[Stored items]
▬▬▬▬▬▬▬▬▬▬

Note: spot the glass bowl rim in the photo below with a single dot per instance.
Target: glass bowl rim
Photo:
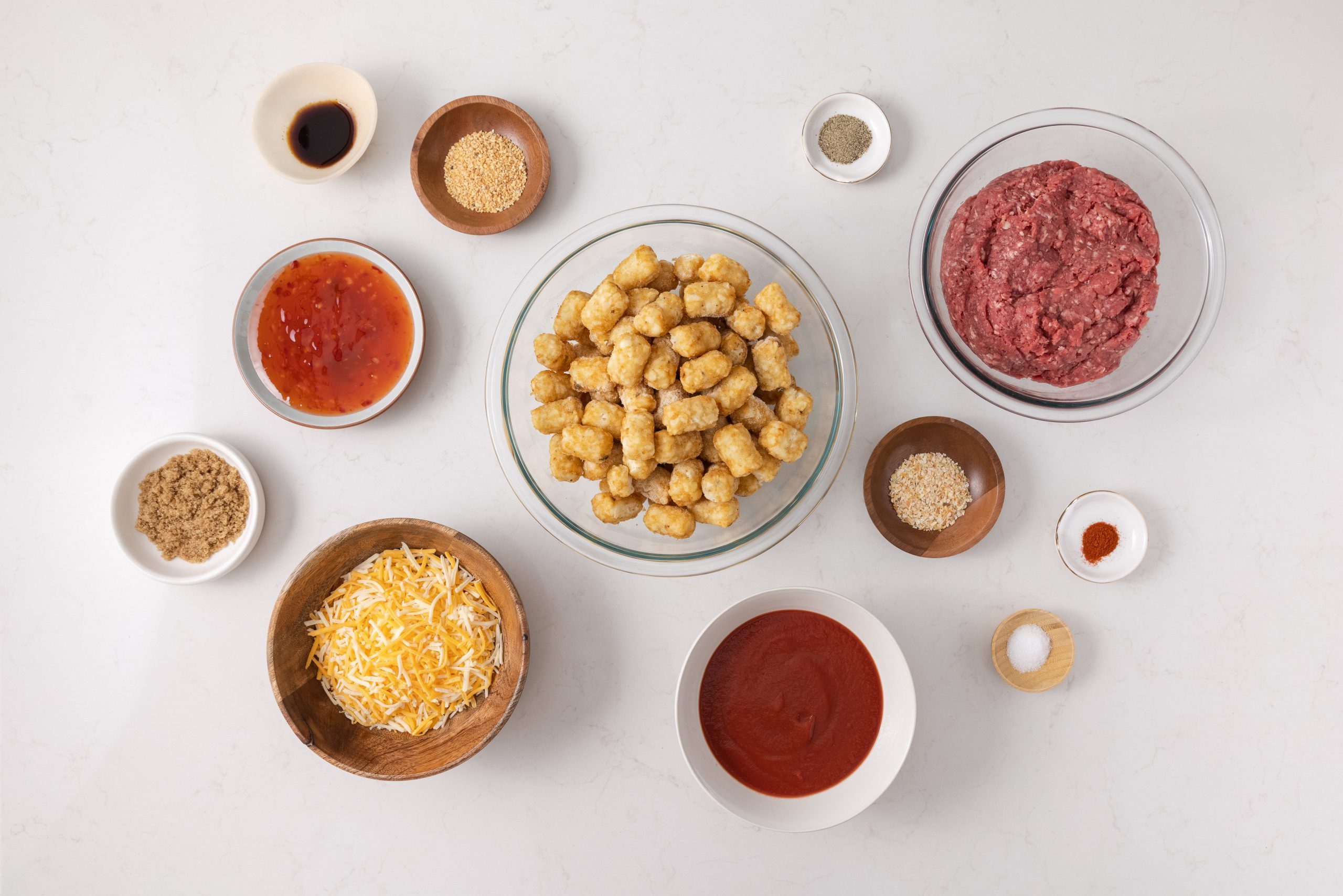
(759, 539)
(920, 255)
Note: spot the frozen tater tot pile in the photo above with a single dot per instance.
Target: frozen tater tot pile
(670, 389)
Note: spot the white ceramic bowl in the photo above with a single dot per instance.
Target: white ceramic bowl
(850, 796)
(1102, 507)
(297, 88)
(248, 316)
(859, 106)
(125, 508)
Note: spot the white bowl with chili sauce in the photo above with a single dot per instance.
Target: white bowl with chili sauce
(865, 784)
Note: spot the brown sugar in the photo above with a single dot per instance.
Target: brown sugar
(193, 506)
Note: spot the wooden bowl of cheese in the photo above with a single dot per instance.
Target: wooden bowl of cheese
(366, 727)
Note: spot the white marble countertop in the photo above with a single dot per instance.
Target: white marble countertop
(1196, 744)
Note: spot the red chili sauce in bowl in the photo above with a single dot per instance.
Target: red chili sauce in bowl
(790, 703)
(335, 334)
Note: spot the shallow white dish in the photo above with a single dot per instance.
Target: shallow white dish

▬▬▬▬▬▬▬▬▬▬

# WORK REQUIRED:
Reproduce only the lines between the line containing "Note: spot the frozen" and the last line of the records, those two lines included, exactly.

# TASK RESPONSE:
Note: spot the frozen tater tot pile in the photo above with a single dot per instance.
Target: frozen tater tot pile
(670, 389)
Note: spot the white ceramic bowl in the photo above with a single dot per instance.
Target: white ceramic bowl
(850, 796)
(1102, 507)
(297, 88)
(248, 316)
(859, 106)
(125, 508)
Note: spot the white bowl with chili sauce in the photo above with a single dot per instance.
Target: white bowl with chili sauce
(865, 784)
Note: spot the brown sugar in the photo above with a single dot per instance.
Target: brown sugar
(193, 506)
Note: spot the wooden bowl of cheese in the photo above with a single dot per instance.
Target: wooden bowl of cheese
(366, 727)
Note: spot the white marble countertop in the photo above with a single dot per instance.
Target: white marble countertop
(1196, 744)
Note: spot the red chili sauce in bowl in the photo above with a single dot per instance.
Target: red chili sauce in bowl
(790, 703)
(335, 334)
Note: spot the shallow white dish in the photo above with a single dot per instance.
Target: shallow white dish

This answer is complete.